▶ **Work to be completed**
Find each line in the rows below that contains the word "water" and copy those lines. Only matches in the same case count.

[Stored items]
———

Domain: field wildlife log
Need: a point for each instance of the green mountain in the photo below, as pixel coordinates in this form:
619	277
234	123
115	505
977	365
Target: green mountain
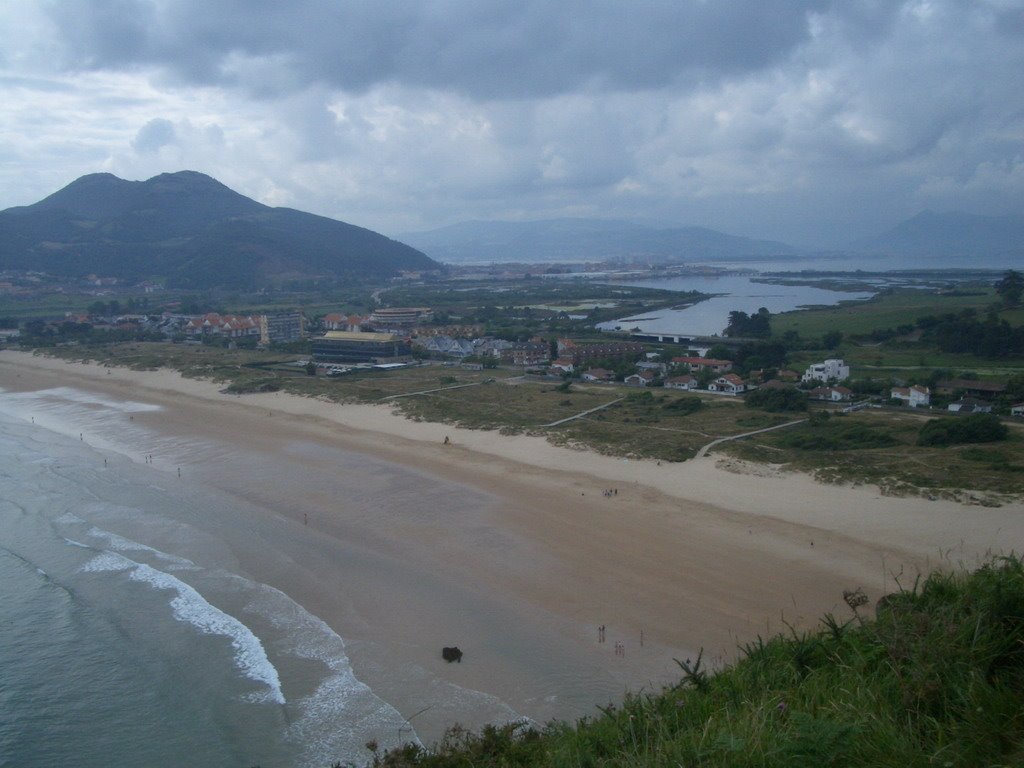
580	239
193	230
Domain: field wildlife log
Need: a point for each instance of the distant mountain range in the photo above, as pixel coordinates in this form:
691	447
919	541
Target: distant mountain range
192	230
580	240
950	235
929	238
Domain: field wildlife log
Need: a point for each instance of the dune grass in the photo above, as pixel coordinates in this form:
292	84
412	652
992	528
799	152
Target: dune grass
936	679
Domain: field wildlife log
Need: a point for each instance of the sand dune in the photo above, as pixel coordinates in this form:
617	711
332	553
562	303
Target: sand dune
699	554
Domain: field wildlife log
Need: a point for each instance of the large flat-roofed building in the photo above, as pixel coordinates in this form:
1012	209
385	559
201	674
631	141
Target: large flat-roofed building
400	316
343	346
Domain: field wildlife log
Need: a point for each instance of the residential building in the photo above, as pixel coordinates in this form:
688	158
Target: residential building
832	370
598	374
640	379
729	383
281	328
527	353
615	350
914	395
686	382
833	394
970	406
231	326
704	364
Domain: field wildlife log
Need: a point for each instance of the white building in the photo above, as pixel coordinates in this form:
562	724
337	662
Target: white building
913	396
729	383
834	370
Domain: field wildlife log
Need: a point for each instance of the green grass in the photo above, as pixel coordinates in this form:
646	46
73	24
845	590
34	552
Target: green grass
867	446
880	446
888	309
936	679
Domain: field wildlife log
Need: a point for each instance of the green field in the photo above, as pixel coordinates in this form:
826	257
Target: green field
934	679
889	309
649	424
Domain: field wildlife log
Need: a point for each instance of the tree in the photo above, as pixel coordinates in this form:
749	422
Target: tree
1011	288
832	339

———

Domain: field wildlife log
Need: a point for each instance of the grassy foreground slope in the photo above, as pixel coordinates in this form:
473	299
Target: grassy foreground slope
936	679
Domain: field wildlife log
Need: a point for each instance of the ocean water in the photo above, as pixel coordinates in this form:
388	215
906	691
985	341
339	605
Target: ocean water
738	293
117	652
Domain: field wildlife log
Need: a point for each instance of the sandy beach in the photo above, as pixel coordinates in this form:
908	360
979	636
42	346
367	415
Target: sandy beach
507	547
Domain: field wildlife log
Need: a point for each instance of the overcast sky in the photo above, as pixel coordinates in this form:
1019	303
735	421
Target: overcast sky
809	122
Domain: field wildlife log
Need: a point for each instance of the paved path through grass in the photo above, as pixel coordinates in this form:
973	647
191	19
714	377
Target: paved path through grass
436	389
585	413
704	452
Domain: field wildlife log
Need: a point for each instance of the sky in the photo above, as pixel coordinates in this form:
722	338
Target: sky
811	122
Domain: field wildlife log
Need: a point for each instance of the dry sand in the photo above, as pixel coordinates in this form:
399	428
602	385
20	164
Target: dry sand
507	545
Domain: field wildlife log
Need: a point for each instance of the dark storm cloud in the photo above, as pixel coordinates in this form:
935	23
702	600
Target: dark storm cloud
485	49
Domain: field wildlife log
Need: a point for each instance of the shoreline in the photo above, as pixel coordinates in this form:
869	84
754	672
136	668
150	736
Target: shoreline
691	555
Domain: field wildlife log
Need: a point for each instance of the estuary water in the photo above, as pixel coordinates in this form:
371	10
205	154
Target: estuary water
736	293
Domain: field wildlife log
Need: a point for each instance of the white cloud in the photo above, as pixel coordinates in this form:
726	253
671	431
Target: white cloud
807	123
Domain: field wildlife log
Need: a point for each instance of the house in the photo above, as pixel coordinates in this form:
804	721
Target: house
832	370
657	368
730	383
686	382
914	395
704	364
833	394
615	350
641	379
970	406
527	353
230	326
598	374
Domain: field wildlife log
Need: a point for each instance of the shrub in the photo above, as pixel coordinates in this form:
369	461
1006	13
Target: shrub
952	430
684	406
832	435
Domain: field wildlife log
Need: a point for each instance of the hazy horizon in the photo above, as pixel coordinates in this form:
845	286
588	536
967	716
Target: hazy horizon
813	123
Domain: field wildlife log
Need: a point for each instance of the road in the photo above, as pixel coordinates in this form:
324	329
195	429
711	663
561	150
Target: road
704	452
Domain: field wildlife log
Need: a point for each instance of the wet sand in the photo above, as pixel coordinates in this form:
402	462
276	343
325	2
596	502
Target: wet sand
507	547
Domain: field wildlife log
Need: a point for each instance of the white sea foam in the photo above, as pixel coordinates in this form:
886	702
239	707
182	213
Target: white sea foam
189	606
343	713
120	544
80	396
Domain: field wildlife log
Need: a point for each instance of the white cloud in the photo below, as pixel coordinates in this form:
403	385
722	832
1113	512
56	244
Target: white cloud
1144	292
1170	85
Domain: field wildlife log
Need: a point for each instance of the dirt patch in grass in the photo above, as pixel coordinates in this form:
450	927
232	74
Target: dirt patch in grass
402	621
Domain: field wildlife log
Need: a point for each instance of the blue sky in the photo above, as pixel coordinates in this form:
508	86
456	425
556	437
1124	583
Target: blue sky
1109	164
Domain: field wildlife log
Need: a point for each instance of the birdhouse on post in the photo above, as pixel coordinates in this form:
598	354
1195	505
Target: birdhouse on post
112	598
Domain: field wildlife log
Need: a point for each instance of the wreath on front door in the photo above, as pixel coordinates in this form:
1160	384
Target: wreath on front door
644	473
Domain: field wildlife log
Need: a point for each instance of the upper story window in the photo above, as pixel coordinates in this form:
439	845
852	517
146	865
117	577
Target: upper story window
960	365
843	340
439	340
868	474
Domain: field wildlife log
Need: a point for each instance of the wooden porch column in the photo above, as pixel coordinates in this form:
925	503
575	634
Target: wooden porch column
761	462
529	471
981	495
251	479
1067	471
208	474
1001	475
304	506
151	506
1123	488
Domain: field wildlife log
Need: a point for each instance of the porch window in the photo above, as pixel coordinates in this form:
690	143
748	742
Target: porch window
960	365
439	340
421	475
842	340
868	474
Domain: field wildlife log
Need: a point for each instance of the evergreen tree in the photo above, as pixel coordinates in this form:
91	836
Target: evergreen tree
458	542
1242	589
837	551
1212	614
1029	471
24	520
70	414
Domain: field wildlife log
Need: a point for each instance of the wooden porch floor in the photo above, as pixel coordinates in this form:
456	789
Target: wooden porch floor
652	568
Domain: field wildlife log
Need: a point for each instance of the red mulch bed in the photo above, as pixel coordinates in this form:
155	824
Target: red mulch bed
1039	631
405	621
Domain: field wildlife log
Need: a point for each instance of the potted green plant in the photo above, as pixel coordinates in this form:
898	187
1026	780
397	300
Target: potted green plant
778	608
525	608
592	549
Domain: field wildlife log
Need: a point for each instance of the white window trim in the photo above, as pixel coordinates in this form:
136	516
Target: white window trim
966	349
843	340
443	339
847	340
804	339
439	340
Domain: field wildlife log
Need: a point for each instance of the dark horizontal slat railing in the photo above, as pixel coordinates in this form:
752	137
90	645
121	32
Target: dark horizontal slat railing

———

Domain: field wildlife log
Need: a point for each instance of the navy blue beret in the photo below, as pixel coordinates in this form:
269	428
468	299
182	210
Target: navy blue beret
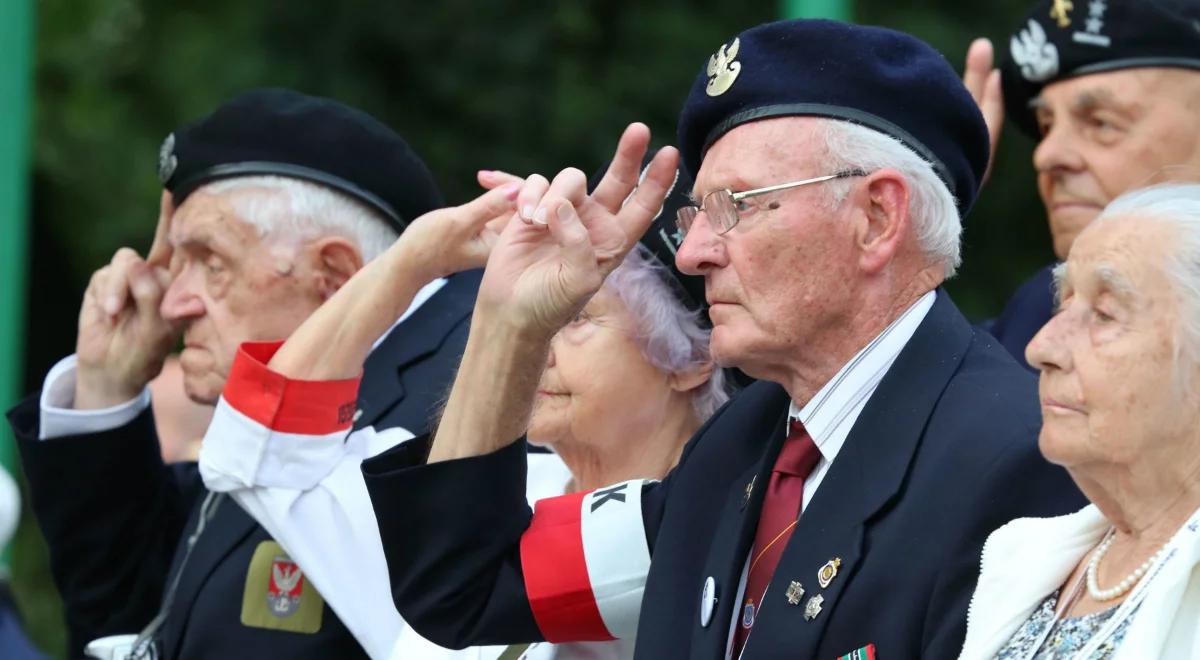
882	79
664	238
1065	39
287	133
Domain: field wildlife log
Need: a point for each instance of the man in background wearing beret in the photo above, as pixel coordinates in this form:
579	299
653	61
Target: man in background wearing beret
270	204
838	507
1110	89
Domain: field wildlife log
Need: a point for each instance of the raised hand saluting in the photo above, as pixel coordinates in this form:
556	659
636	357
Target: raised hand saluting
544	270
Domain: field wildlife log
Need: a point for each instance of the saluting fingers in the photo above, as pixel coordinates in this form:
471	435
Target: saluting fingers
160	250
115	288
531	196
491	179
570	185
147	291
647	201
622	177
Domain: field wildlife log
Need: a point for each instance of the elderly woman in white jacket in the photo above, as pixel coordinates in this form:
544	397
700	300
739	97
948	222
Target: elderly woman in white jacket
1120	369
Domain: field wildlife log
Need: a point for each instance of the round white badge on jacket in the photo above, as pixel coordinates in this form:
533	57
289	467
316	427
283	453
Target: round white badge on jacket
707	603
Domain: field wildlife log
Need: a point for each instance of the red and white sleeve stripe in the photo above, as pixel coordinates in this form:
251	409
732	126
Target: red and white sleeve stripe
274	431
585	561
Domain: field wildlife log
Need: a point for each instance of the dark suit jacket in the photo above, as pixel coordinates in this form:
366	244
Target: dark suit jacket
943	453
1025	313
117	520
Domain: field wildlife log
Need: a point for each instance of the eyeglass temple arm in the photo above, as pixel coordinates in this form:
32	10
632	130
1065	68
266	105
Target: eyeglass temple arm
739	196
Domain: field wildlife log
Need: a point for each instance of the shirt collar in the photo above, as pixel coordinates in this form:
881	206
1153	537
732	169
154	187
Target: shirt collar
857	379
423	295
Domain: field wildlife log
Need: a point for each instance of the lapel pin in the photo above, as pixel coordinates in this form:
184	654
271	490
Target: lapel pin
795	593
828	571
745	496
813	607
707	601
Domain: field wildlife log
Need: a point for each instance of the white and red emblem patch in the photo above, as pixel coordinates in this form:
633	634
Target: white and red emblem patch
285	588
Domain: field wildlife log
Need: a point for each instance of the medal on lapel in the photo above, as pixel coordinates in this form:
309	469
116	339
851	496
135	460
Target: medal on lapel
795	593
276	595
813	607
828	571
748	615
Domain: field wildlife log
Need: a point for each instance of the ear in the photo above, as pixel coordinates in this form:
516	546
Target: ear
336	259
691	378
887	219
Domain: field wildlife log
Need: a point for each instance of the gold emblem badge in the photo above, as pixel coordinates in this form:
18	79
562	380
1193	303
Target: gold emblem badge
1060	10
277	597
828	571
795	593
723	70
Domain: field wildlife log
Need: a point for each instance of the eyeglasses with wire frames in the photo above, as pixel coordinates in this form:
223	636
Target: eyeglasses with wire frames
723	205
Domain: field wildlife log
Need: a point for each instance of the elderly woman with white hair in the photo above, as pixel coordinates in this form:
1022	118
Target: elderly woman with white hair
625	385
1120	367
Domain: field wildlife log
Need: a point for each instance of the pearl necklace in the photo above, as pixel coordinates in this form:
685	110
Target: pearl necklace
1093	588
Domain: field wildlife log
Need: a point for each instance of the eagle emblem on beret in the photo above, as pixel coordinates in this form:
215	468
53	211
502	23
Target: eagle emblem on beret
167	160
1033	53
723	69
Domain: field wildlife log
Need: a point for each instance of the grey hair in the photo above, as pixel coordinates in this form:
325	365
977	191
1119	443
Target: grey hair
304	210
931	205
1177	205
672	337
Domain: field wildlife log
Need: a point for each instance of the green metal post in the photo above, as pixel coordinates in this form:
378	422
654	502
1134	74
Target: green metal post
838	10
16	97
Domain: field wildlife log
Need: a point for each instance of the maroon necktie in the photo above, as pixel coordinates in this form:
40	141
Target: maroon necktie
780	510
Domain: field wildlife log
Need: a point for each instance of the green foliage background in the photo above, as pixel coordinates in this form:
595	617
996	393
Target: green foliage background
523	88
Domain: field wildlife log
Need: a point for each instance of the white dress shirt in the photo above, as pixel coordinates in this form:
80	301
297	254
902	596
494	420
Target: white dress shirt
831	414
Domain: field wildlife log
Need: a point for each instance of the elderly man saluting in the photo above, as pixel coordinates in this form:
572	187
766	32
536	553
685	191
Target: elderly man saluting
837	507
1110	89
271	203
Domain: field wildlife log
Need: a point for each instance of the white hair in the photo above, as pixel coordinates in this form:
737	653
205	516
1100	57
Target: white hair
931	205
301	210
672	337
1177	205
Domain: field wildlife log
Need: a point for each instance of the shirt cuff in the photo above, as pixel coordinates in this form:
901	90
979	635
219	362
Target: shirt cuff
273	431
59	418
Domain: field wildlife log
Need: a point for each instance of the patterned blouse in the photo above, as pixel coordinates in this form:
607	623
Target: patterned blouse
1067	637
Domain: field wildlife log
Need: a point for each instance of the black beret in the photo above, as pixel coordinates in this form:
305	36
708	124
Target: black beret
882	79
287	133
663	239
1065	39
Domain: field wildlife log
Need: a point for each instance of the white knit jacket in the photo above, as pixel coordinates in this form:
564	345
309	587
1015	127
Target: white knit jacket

———

▶ **Answer to the problem**
Need: a point for each instance of the ocean water in the photo above, as pixel coordinates in this form:
Target: ocean water
Need: a point for each instance of the estuary water in the photo above, as pixel coordinates in this form:
Target: estuary water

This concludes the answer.